- PROBLEM
Return the whole listing exactly as it stands.

--- begin RECORDS SUPPLIED ---

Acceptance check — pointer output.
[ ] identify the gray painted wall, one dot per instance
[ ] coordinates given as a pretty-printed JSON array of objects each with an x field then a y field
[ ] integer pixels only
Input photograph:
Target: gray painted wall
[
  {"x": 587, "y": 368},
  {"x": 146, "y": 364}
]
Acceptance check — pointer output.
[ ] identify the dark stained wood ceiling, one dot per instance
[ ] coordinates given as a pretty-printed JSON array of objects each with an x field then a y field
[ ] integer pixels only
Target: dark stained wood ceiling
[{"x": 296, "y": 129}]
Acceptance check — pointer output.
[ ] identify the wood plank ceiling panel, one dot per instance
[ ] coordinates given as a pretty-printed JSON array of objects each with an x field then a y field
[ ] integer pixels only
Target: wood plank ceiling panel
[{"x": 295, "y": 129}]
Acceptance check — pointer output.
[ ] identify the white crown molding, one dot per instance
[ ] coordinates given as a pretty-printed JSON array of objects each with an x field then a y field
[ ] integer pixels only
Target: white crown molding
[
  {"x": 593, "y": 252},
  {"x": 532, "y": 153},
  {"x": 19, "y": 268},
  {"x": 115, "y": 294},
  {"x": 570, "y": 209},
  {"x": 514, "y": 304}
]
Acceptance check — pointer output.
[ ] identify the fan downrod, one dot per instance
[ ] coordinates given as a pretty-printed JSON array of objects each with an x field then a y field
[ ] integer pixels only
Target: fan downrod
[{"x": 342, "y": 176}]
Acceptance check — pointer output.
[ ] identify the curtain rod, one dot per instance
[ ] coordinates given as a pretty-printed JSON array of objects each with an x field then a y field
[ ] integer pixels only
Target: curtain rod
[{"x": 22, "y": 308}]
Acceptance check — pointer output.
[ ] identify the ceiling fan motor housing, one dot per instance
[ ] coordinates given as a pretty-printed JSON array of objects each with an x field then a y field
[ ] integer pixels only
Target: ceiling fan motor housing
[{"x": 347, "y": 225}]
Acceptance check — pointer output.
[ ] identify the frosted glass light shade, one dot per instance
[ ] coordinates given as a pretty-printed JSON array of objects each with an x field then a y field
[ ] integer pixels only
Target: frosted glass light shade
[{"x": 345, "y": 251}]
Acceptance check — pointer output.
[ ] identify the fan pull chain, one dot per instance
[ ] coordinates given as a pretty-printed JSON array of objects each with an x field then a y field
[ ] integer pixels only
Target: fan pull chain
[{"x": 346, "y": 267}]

--- end RECORDS SUPPLIED ---

- FINISHED ANSWER
Acceptance check — pointer output.
[ ] identify the gray painted wall, one dot per instance
[ ] coordinates given as a pretty-printed JSON array of objects each with an x field then a y field
[ ] integer pixels only
Input photograph:
Target: gray painted wall
[
  {"x": 587, "y": 368},
  {"x": 146, "y": 364}
]
Acceptance check — pointer output.
[ ] identify the dark stained wood ceiling, one dot per instance
[ ] coordinates given as a pretty-printed JSON array of objects each with an x field then a y field
[ ] integer pixels only
Target: dark stained wood ceiling
[{"x": 296, "y": 129}]
Acceptance check — pointer output.
[ ] identify the wood plank ceiling panel, one dot per instance
[ ] coordinates given as a pretty-printed JSON array of objects each with an x field then a y field
[ ] integer pixels only
Target: wood plank ceiling panel
[{"x": 295, "y": 129}]
Acceptance check — pointer output.
[ ] identify the white crown molding, one dot per instance
[ ] coordinates given as a pretty-printed JSON array of objects each with an x field then a y field
[ ] integer pixels only
Target: white crown molding
[
  {"x": 593, "y": 252},
  {"x": 532, "y": 153},
  {"x": 19, "y": 268},
  {"x": 115, "y": 294},
  {"x": 570, "y": 209},
  {"x": 514, "y": 304}
]
Acceptance check — pointer output.
[ ] identify the fan downrod, one dot per instance
[ ] coordinates given as a pretty-printed JSON array of objects each with an x field then a y field
[ ] integer pixels only
Target: fan downrod
[{"x": 342, "y": 176}]
Acceptance check — pointer output.
[ ] identify the curtain rod, one dot per instance
[ ] coordinates given as a pretty-printed JSON array of objects each with an x field then a y field
[ ] integer pixels only
Target: curtain rod
[{"x": 22, "y": 308}]
Acceptance check — pointer output.
[ ] identify the ceiling fan motor housing, one dot per instance
[ ] coordinates given as a pretty-printed JSON array of objects each with an x field then a y field
[ ] integer pixels only
Target: ceiling fan motor housing
[{"x": 347, "y": 225}]
Acceptance check — pointer output.
[ ] identify the frosted glass light shade, one dot per instance
[ ] coordinates given as a pretty-printed JSON array of objects each with an x field then a y field
[ ] integer pixels only
Target: frosted glass light shade
[{"x": 345, "y": 251}]
Acceptance check — pointer output.
[ ] identify the fan pull chain, one dot per instance
[ ] coordinates given as a pretty-printed JSON array of objects each with an x field then a y field
[ ] integer pixels only
Target: fan pull chain
[{"x": 346, "y": 267}]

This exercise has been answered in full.